**Listing:**
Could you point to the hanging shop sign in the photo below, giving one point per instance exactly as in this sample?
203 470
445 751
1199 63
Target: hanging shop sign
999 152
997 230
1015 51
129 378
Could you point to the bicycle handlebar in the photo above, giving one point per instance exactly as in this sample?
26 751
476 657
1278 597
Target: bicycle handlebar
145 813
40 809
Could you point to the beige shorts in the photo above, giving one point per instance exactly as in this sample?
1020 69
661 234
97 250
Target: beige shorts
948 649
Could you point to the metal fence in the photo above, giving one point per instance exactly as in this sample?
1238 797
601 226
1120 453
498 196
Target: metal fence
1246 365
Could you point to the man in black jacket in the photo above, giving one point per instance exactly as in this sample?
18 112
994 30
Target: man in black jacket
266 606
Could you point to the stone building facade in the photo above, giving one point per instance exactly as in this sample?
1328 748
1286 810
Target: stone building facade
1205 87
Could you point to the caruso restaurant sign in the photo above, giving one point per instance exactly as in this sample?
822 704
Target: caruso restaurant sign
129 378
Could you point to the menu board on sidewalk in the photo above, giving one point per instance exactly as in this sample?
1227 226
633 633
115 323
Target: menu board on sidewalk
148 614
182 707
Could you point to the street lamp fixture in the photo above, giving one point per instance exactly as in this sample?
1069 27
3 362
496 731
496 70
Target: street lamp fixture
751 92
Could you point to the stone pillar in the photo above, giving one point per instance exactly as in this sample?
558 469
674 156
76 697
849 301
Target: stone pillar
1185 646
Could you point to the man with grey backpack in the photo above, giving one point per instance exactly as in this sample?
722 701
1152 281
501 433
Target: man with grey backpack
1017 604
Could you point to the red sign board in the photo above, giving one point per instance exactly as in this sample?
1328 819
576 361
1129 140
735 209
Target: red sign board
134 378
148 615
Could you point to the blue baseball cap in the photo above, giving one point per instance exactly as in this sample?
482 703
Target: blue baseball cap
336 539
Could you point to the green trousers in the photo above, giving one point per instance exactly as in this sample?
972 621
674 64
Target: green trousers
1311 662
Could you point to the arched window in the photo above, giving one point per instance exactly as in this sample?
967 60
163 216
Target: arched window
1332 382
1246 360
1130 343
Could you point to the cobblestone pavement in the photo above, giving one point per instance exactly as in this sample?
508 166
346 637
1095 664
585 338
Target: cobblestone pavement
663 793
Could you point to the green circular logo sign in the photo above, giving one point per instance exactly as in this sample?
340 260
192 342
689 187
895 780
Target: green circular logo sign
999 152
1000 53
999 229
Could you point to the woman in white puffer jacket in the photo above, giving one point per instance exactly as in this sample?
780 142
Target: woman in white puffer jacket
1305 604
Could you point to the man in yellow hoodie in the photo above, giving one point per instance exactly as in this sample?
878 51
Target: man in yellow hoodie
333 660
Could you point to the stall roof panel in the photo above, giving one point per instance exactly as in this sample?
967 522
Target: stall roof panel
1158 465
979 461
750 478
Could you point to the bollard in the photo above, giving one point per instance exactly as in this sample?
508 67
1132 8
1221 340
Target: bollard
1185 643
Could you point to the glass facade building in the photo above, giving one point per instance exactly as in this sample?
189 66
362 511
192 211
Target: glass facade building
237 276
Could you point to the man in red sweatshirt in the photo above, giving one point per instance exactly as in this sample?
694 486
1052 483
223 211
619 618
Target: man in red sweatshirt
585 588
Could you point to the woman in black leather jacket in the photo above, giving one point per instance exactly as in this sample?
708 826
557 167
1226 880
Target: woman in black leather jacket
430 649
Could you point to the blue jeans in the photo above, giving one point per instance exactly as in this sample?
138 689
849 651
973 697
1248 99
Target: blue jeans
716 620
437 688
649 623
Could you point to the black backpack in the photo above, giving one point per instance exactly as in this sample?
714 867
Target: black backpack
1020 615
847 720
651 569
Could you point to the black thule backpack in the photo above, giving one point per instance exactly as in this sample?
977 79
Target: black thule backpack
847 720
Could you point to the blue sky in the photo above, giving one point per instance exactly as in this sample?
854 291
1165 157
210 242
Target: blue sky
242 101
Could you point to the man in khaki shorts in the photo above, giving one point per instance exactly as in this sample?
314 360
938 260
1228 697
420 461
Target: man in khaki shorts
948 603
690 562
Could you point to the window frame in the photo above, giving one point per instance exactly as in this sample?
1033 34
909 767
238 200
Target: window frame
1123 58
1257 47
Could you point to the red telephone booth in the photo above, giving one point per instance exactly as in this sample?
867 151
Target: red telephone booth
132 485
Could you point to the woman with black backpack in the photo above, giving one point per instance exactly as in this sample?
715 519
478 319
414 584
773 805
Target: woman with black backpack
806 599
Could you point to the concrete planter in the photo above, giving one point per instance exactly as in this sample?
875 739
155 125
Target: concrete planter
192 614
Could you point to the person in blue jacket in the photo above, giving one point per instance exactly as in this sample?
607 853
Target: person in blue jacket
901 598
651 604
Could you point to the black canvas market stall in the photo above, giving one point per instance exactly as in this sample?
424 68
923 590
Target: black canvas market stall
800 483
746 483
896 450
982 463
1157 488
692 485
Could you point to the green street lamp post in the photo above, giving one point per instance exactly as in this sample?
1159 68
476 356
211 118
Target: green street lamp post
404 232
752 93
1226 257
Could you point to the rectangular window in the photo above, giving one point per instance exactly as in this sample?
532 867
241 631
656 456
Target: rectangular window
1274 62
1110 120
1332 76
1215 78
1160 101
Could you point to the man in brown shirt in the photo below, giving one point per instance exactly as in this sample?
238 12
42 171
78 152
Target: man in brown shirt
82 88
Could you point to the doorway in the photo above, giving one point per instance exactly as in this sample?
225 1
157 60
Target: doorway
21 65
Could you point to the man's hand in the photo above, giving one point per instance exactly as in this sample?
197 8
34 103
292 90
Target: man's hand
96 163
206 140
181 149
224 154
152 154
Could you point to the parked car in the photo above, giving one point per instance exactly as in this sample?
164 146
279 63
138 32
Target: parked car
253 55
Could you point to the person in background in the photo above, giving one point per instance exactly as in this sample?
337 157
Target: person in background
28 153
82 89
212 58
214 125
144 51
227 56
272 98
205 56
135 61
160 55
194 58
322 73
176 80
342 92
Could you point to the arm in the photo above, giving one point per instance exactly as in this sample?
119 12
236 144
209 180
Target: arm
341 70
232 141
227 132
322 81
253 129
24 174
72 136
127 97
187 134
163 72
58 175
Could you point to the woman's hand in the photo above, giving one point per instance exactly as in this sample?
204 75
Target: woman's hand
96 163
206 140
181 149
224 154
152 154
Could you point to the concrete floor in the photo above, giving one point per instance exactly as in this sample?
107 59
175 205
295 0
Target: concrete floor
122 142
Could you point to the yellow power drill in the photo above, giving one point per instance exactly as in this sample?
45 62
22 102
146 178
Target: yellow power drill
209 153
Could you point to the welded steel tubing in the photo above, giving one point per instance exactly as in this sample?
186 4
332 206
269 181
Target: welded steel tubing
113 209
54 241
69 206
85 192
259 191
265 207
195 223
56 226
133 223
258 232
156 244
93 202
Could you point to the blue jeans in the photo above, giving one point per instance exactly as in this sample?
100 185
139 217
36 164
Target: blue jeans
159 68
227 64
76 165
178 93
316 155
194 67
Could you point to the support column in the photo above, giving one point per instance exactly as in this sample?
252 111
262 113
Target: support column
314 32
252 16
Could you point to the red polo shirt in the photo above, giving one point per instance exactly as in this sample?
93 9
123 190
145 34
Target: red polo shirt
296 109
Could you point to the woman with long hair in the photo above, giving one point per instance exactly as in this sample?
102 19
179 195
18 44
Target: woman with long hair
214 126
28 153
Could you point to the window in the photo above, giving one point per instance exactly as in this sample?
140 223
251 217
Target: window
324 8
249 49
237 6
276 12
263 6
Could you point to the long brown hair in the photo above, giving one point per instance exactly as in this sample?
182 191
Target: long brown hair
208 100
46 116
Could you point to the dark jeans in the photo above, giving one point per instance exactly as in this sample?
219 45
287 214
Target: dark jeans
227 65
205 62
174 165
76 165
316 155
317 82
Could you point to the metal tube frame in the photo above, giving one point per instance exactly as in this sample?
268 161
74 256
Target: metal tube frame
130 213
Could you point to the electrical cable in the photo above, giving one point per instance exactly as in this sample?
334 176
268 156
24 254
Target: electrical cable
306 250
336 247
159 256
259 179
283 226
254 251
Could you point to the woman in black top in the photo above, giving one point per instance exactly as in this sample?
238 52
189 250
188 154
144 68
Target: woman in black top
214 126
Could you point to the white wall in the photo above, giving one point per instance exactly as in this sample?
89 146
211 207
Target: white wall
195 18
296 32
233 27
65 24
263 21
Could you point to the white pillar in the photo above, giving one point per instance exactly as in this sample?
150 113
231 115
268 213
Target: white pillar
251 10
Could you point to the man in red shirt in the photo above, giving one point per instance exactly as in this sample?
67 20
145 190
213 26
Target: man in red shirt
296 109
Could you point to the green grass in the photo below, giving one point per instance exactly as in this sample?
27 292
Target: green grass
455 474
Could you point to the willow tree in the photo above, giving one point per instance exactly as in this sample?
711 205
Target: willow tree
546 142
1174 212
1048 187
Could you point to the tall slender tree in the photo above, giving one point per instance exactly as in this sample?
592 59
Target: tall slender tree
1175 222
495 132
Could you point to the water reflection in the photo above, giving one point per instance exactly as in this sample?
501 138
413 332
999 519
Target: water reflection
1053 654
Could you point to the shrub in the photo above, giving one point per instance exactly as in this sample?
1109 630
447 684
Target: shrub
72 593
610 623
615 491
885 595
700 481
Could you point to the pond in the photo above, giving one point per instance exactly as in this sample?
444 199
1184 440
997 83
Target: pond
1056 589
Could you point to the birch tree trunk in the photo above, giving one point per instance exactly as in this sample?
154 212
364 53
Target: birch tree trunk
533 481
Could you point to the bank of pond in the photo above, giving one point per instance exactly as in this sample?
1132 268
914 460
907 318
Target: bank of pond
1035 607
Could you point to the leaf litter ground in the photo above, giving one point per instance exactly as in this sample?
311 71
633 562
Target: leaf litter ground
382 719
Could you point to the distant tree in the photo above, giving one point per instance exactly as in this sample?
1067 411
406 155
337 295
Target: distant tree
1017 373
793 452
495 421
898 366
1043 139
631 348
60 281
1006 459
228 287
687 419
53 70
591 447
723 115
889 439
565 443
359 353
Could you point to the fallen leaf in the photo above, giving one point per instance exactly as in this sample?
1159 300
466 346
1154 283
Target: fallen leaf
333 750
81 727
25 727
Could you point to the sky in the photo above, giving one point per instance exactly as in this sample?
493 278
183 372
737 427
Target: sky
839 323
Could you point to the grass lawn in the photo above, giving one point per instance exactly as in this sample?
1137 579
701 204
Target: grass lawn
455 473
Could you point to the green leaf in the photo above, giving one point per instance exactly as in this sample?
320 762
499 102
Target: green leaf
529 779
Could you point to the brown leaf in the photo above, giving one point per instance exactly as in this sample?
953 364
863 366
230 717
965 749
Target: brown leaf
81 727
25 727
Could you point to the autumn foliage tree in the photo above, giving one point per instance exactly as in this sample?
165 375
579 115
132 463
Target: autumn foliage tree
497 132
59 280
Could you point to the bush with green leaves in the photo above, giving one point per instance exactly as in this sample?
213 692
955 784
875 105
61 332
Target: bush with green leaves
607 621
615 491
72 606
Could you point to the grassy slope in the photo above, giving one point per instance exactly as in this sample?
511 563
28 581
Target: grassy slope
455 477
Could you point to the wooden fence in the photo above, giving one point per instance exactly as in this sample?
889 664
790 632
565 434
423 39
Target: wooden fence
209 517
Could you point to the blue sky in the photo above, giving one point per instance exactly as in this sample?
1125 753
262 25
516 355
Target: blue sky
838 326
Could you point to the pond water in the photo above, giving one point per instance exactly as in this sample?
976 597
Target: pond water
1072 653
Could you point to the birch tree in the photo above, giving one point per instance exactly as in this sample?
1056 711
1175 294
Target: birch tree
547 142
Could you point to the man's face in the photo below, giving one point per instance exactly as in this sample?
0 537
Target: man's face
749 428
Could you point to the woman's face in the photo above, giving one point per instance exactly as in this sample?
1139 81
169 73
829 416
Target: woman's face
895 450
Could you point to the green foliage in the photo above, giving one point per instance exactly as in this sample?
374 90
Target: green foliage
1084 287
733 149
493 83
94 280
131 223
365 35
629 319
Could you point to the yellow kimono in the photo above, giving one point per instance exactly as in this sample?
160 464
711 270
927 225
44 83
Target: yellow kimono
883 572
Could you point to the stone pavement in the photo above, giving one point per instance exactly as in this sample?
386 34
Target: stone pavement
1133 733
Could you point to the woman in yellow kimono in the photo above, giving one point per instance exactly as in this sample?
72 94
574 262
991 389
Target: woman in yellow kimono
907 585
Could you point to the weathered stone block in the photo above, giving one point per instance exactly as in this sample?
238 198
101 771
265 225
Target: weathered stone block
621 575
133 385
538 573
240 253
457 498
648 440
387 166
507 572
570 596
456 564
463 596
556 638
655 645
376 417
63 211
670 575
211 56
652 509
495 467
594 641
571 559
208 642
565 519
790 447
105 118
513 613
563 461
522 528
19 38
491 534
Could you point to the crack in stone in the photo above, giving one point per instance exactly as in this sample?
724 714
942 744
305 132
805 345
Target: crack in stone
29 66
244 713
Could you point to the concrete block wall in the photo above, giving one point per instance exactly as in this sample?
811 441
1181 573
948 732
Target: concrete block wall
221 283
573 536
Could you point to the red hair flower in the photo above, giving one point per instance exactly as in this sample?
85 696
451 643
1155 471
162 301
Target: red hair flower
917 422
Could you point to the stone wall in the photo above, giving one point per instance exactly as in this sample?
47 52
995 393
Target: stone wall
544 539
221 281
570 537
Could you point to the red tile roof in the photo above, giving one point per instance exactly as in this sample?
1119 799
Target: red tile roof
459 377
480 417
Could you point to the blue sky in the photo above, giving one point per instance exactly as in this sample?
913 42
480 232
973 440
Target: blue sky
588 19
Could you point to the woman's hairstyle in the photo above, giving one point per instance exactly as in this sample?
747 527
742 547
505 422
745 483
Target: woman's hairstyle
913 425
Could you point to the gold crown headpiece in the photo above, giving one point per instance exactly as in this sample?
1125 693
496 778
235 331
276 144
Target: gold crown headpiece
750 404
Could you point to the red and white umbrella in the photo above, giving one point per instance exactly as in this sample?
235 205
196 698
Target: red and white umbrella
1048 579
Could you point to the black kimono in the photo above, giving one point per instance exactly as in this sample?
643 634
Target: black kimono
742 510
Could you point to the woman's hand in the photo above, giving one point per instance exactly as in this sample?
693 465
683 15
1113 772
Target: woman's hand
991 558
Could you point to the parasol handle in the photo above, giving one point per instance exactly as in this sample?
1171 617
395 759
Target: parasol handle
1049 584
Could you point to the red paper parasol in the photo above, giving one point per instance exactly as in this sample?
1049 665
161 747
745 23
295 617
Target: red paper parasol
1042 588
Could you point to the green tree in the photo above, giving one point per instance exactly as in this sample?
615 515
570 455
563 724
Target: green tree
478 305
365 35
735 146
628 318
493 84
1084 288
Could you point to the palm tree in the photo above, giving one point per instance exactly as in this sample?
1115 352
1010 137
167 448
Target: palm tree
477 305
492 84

**Task description:**
Find the line with "Could you point to the parasol" in the listing above, then write out that line and each remaining line exactly, with no other text.

**Right answer:**
Could you point to the parasol handle in the photo above, giving one point per instance exactly as in this sample?
1171 617
395 759
Target: parasol handle
1049 584
Could you point to the red paper parasol in the photo above, giving one point per instance exactly as in this sample?
1049 665
161 747
745 23
295 617
Target: red paper parasol
1042 588
Could you point to the green tree in the photo above, giving one point per instance exactly as in this sample?
615 515
570 455
563 724
Target: green tree
478 305
365 35
735 146
628 318
493 84
1084 288
Could you point to the palm tree in the photo above, giving one point per instance exactly as in this sample?
1115 352
1010 137
167 448
Target: palm tree
477 305
492 84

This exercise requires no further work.